#### MATERIAL TO PROCESS ####
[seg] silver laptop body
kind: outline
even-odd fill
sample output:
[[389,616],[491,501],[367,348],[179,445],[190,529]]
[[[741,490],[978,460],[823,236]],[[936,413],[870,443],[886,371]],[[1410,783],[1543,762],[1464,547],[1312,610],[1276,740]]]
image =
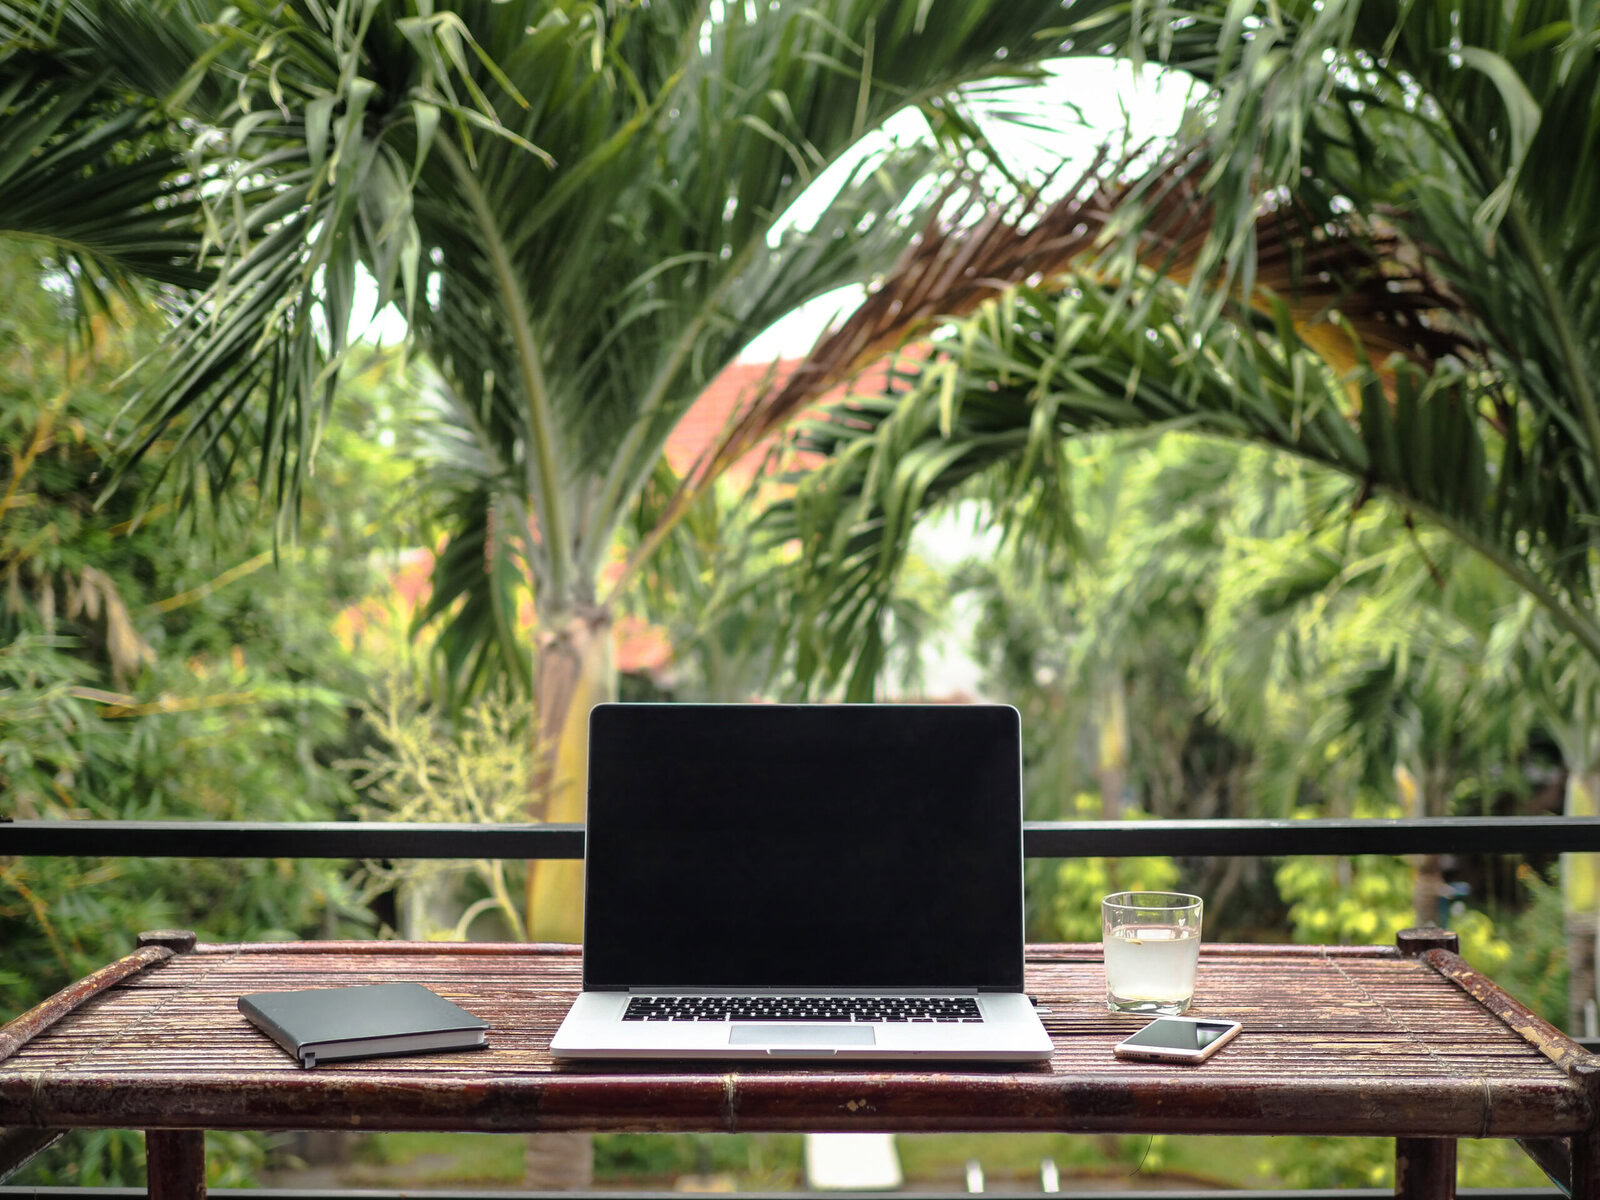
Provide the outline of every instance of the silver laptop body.
[[560,1059],[1048,1058],[1000,705],[606,704]]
####
PROMPT:
In the copy, include every record exactly and no pictures.

TASK SOLUTION:
[seg] silver laptop body
kind: outline
even-odd fill
sample output:
[[389,616],[491,501],[367,348],[179,445],[190,529]]
[[[741,490],[978,460],[823,236]],[[936,413],[870,443],[886,371]],[[1410,783],[1543,762],[1464,547],[1312,610],[1276,740]]]
image =
Provide the outline of every instance of the silver laptop body.
[[560,1059],[1048,1058],[1000,705],[606,704]]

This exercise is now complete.